▶ Passage provided:
-- Opening Marker --

Products > Crystallization Screens > Low Ionic Strength Screen > Low Ionic Strength Screen (LISS)

Low Ionic Strength Screen (LISS)

Applications

  • Crystallization screen for intact monoclonal antibodies, monoclonal antibody fragments, & proteins less soluble at low ionic strength

Features

  • Screen a complete pH profile (2-12) at low ionic strength
  • Requires only 25-110 microliters of sample.
  • Enhanced temperature effects due to low ionic strength
  • Monodisperse PEG 3,350

Description

The Low Ionic Strength Screen is effective in determining the preliminary crystallization conditions of intact monoclonal antibodies.1 However, this screen is not just an intact antibody screen. The screen has effectively determined the preliminary crystallization conditions for numerous monoclonal antibody fragments as well as other soluble proteins.

The screen should be utilized as a low ionic strength crystallization screen for proteins where this strategy could be effective in determining preliminary crystallization screens.

In this screen, the concentration of a high purity, monodisperse PEG 3,350 is varied from 4 to 24% w/v (4, 8, 12, 16, 20 and 24% w/v) versus a pH range of 2 to 12 (2, 3, 3.5, 4, 4.5, 5, 5.5, 6.0, 6.5, 7, 7.5, 8, 8.5, 9, 9.5, 10, 11, 12). Stock buffer concentrations are 50 mM. Final buffer concentration in the drop is typically 10 mM.

-- Closing Marker --

▶ Dataset excerpts:
-- Opening Marker --

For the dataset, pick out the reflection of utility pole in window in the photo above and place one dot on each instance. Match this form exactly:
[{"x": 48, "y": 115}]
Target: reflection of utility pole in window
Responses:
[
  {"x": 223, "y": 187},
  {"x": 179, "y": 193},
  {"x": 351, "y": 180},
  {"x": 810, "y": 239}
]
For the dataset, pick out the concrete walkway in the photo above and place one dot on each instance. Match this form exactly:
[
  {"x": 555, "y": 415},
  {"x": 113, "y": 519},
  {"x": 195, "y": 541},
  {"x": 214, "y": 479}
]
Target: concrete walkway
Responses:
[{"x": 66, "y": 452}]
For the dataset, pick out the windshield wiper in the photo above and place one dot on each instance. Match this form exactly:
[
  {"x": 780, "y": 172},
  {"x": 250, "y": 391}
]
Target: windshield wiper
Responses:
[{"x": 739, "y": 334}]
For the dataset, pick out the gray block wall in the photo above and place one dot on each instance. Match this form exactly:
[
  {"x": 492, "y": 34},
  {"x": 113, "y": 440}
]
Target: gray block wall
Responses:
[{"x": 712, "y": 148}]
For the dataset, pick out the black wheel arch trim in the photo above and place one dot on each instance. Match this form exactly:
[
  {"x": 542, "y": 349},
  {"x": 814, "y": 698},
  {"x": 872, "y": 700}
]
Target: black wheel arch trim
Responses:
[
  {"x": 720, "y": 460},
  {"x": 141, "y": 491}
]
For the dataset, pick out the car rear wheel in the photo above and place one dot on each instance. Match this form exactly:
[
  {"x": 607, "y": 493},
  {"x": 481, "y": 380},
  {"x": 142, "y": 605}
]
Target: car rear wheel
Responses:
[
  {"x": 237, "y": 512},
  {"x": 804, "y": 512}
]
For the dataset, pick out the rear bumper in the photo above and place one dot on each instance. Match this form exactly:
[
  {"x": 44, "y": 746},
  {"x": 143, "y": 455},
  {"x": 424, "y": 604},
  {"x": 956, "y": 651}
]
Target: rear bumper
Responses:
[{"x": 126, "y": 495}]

-- Closing Marker --

▶ Task statement:
Please state the typical final buffer concentration in the drop, according to the product page on the Low Ionic Strength Screen.

▶ Output:
10 mM